▶ **Task description**
Turn the data below into a JSON list of strings, with one string for each line and any blank lines omitted.

▶ **Record list**
^^^^
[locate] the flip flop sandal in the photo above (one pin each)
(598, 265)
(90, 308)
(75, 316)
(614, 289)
^^^^
▶ **Answer**
[
  "[locate] the flip flop sandal in the photo above (one pin each)",
  "(598, 265)",
  "(90, 308)",
  "(75, 316)",
  "(614, 289)"
]